» Excerpt:
Pat Nugent Talks New Position

By Molly Igoe
News Editor
Pat Nugent, the new deputy director of the C.V. Starr Center for the study of the American Experience, was drawn to Washington College because of the promise of working closely with Starr Center colleagues. This way they work to develop interdisciplinary programs and projects, as well as organize road trips and site visits to bolster campus curriculum.
He said, “It’s exciting to be able to pair my teaching with the creation of public humanities programs throughout the town and region. Working with professors, incoming fellows, student clubs, community members, and institutional partners offers such amazing opportunities for collaboration and pedagogical creativity.”

Patrick Nugent

Chestertown is the kind of place Nugent has always dreamed of living. As a native of Columbia, he appreciates the small town on the water that also offers a “real bubbling of creativity, community, and intellectual life.” He described it as being in the middle of nowhere, yet the center of everything—a unique crossroads between rural and urban, right and left, work and recreation, cutting-edge development, and historic preservation.
Nugent is currently teaching a GRW course called Activist/Artist, which studies 20th-century social movements through the lens of the artists who interacted with such activism. Students explore the popular front, Civil Rights Movement, black power, women’s liberation, gay civil rights, and AIDS activist movements. For their own individual research papers and presentations, students have been asked to choose a provocative work of art and contextualize it within a particular social movement.

» Recorded information:
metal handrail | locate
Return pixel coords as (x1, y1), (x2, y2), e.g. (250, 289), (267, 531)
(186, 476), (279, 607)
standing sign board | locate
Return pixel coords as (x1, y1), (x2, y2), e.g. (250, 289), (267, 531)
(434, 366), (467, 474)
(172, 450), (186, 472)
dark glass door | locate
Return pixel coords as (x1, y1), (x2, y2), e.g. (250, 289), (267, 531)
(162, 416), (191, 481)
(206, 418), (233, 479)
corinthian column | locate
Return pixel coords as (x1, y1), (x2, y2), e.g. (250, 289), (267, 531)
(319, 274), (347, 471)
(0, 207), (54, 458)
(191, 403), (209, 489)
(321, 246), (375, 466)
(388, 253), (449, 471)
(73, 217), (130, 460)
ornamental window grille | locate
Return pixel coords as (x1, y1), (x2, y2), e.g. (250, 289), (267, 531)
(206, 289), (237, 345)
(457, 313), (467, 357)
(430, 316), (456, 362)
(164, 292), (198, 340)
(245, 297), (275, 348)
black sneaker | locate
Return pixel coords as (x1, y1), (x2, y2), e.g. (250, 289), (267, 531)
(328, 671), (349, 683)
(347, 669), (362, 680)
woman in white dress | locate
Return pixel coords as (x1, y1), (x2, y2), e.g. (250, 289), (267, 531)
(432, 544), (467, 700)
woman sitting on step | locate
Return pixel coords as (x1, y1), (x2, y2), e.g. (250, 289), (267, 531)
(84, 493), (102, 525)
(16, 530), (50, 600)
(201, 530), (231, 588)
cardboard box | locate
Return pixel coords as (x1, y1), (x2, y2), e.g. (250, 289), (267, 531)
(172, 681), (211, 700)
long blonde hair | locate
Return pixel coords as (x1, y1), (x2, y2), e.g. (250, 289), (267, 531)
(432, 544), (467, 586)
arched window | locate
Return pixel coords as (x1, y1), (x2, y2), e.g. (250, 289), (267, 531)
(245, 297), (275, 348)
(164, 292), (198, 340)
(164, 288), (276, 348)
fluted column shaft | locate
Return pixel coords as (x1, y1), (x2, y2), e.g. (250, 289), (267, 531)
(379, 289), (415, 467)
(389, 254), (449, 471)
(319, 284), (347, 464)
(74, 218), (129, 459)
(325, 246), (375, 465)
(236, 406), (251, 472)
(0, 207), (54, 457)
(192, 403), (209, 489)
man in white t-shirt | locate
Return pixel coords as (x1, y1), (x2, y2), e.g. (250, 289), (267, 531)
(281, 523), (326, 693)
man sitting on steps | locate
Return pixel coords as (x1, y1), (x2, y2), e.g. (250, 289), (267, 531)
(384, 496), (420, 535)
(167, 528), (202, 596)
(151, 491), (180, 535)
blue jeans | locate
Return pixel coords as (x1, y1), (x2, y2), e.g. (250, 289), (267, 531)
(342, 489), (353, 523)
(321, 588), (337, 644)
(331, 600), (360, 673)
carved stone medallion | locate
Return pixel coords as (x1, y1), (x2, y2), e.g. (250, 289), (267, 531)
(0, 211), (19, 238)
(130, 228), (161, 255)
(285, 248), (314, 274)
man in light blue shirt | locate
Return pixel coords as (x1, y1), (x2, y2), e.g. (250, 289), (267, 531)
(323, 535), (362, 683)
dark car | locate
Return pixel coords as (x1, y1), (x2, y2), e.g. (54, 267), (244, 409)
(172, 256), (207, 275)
---
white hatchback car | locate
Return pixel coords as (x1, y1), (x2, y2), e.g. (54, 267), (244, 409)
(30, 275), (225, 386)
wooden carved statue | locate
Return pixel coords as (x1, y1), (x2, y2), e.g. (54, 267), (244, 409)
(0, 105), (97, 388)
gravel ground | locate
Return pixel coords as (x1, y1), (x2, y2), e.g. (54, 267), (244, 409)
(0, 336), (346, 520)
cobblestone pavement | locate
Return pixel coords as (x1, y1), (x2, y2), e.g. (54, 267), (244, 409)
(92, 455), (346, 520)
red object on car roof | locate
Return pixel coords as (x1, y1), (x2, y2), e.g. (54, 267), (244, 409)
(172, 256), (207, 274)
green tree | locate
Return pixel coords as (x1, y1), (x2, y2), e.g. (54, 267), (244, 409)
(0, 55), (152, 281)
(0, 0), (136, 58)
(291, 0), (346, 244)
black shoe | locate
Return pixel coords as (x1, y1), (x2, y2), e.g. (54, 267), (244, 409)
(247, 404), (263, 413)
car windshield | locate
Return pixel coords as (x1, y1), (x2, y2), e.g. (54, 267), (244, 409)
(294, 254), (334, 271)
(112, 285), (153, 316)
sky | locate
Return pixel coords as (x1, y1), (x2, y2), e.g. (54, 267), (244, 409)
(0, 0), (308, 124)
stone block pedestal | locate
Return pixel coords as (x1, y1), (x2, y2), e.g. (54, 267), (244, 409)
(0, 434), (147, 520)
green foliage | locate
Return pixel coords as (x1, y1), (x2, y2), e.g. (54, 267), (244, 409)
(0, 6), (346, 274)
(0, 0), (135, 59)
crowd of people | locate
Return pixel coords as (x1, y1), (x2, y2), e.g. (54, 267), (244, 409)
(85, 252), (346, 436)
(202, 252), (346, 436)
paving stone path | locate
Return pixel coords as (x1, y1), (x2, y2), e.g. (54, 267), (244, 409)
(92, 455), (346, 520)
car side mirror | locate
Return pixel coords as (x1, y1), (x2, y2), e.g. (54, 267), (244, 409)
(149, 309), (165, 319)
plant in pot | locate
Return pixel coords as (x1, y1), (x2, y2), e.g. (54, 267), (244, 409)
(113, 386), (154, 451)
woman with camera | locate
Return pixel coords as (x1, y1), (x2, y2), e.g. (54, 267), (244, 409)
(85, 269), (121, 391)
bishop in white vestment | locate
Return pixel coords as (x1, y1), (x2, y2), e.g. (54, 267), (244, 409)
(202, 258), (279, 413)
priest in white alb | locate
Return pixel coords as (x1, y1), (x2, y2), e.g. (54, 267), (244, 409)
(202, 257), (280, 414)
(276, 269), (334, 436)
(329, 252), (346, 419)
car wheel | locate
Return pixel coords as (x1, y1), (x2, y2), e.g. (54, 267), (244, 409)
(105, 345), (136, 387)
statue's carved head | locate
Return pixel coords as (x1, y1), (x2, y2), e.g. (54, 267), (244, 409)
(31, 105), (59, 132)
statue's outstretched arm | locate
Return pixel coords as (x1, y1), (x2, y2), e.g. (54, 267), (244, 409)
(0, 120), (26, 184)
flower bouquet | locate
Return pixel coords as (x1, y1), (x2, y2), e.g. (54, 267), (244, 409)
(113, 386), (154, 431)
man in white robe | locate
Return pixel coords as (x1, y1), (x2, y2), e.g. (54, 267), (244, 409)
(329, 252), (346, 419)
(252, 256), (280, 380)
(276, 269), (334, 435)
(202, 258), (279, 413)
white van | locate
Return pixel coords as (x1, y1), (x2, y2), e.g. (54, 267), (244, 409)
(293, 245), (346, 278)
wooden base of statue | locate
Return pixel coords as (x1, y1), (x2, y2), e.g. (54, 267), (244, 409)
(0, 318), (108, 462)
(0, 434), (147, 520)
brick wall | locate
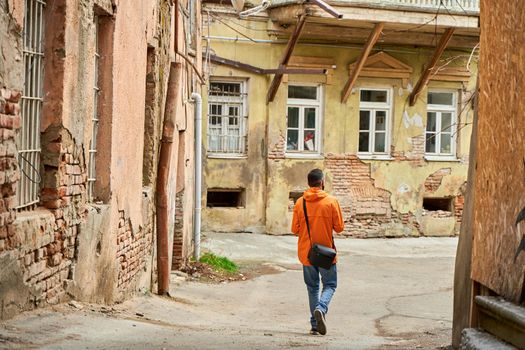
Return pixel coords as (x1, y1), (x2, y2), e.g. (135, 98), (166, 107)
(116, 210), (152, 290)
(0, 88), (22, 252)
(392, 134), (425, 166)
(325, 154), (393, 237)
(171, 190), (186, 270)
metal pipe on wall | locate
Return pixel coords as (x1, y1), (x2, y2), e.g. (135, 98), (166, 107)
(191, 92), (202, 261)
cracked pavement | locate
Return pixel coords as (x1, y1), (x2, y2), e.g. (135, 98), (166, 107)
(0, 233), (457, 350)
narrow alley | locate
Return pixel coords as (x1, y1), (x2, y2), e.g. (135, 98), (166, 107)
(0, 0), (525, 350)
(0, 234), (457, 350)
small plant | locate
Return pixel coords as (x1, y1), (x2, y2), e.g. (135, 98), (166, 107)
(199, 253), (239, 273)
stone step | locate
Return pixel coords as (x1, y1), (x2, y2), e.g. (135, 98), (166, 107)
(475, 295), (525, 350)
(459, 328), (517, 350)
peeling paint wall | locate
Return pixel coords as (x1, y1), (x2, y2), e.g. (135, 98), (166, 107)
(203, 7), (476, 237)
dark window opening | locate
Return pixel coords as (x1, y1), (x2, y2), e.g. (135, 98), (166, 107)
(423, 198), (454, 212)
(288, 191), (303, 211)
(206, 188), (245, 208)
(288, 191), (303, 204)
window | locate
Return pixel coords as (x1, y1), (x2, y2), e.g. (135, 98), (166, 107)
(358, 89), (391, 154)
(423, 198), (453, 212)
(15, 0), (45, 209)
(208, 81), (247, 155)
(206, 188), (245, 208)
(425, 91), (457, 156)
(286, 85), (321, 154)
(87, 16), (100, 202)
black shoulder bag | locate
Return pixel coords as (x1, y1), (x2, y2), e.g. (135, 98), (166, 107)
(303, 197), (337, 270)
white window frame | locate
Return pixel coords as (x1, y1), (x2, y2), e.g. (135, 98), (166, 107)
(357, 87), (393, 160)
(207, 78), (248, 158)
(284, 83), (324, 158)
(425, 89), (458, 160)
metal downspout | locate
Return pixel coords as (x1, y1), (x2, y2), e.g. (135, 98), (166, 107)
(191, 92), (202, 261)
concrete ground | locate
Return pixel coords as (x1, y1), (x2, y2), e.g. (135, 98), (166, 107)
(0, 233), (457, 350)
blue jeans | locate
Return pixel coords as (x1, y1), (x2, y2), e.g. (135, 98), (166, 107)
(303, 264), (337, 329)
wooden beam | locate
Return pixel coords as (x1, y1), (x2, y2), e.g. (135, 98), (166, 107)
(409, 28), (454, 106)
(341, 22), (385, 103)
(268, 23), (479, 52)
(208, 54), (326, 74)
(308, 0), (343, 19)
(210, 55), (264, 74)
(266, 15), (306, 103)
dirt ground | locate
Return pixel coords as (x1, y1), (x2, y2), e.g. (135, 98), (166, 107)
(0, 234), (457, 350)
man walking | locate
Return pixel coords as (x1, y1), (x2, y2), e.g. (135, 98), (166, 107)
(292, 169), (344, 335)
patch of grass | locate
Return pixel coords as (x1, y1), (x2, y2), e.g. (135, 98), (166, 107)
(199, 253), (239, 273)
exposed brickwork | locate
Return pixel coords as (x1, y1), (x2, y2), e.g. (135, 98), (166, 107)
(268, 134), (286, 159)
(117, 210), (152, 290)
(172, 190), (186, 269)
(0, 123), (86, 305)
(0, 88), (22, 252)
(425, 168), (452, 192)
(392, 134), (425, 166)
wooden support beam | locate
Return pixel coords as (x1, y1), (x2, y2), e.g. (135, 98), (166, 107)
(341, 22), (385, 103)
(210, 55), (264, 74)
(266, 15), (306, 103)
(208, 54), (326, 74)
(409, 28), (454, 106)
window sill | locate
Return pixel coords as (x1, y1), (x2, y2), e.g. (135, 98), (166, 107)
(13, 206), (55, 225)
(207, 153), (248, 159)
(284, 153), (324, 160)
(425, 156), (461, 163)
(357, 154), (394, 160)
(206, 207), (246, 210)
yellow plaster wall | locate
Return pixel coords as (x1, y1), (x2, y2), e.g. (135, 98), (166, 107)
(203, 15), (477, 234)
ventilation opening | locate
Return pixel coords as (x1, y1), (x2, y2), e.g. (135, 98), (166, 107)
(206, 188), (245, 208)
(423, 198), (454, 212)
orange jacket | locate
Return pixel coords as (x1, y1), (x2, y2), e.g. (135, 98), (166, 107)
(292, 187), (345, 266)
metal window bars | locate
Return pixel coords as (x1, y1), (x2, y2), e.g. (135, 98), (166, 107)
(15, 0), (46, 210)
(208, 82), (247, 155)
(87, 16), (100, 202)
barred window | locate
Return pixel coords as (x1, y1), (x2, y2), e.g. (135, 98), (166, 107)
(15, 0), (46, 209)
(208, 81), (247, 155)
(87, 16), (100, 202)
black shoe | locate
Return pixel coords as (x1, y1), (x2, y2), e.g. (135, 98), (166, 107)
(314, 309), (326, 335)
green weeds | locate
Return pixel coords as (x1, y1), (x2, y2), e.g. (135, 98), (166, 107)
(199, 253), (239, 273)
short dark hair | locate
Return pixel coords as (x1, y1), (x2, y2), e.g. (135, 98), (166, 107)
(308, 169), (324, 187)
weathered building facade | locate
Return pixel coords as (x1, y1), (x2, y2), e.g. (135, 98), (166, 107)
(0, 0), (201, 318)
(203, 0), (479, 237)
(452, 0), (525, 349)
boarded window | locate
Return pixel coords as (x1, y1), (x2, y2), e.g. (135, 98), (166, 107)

» Exercise description: Copy the passage of the article on Pat Nugent from "Patrick Nugent" up to and including "and historic preservation.".

» Written reply:
Patrick Nugent

Chestertown is the kind of place Nugent has always dreamed of living. As a native of Columbia, he appreciates the small town on the water that also offers a “real bubbling of creativity, community, and intellectual life.” He described it as being in the middle of nowhere, yet the center of everything—a unique crossroads between rural and urban, right and left, work and recreation, cutting-edge development, and historic preservation.